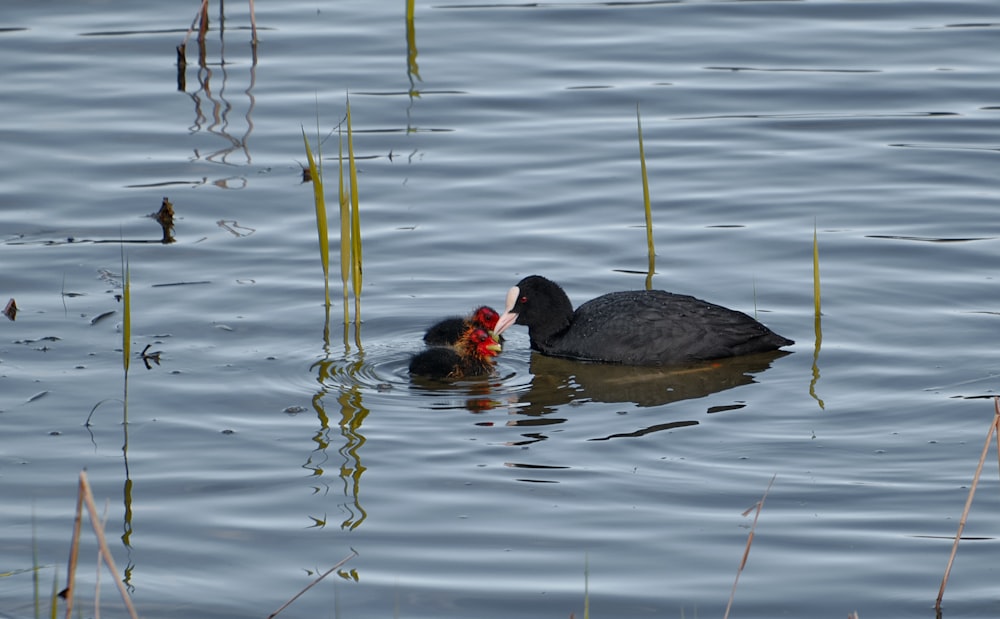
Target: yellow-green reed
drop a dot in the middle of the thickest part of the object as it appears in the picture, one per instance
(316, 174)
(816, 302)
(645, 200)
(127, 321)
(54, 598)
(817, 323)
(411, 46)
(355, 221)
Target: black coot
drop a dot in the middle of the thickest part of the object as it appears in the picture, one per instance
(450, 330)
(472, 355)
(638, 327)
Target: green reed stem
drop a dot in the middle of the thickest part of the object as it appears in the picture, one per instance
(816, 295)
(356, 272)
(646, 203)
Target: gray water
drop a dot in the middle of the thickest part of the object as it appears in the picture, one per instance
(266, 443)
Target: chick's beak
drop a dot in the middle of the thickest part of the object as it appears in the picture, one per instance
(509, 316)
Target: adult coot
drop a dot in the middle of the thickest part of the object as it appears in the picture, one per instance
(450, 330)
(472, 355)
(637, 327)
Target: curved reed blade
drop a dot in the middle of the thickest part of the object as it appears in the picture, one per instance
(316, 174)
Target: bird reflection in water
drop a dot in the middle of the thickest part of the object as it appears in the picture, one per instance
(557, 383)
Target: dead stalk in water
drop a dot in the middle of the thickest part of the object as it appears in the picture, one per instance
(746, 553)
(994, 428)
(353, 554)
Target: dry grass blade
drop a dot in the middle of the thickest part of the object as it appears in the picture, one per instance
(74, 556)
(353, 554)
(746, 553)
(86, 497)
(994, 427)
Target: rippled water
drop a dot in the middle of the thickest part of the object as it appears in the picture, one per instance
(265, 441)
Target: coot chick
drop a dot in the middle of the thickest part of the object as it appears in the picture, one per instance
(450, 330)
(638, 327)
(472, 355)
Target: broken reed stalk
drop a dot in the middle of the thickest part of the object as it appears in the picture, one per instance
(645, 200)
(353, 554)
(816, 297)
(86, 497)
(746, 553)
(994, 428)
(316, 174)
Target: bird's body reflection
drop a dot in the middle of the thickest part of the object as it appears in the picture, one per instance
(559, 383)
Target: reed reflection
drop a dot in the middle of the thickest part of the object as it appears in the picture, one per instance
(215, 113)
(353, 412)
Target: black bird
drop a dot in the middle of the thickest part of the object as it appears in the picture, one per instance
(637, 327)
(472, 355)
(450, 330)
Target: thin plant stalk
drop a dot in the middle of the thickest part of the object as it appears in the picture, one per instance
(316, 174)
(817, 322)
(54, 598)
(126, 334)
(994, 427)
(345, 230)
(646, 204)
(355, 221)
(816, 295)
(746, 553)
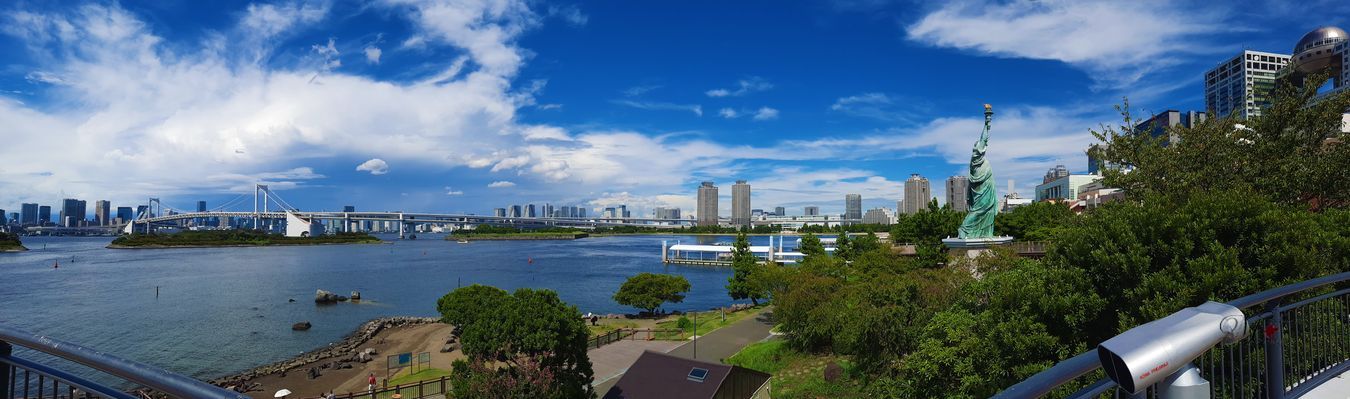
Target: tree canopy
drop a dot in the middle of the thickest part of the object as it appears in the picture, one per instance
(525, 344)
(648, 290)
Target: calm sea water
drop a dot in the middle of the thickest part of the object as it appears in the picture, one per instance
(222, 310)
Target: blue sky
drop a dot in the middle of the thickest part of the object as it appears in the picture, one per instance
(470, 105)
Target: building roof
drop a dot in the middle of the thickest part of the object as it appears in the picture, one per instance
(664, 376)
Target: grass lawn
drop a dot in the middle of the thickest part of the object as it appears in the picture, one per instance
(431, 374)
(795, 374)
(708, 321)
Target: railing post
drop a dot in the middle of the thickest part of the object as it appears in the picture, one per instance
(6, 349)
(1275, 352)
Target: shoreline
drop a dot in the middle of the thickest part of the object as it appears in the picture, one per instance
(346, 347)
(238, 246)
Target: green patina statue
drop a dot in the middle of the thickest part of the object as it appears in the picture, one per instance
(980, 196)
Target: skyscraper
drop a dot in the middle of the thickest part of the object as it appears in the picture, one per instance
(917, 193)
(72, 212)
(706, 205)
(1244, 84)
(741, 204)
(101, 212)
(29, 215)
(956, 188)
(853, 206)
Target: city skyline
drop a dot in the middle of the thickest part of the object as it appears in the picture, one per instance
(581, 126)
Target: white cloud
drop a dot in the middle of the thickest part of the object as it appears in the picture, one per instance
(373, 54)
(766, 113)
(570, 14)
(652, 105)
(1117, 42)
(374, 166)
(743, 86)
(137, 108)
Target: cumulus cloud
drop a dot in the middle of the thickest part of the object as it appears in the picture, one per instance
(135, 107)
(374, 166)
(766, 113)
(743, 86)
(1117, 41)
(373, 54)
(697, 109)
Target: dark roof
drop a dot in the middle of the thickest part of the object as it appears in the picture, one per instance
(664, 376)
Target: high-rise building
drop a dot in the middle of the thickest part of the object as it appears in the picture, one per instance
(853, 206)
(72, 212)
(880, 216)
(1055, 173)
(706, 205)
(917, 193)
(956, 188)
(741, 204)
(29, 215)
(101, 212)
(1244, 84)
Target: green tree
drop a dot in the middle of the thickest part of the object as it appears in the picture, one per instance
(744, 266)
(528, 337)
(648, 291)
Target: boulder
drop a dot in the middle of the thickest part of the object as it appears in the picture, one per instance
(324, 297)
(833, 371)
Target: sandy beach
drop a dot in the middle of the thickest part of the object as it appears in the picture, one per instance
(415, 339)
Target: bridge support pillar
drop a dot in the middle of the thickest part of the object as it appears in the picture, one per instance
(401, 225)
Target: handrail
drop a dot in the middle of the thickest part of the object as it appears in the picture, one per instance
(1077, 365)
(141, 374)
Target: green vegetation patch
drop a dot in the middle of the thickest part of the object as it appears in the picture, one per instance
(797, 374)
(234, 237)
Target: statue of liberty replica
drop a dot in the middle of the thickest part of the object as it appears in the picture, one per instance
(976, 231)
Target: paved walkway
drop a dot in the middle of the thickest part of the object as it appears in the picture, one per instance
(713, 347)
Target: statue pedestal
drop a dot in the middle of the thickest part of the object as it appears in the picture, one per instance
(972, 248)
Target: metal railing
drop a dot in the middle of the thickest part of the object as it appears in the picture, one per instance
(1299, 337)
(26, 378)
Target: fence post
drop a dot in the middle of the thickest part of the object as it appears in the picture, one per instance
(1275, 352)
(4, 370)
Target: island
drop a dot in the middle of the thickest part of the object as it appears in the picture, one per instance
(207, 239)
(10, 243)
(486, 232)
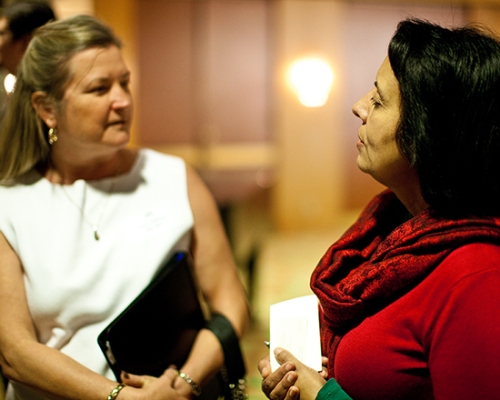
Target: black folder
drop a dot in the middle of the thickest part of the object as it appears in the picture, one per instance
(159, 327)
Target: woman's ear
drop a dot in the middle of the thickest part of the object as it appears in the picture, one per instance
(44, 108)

☆ ☆ ☆ ☆ ☆

> **TASK BRIEF**: Every line above that holds the string "coot" counts once. State how many such lines there are, as a number alone.

> **ANSWER SPACE**: 3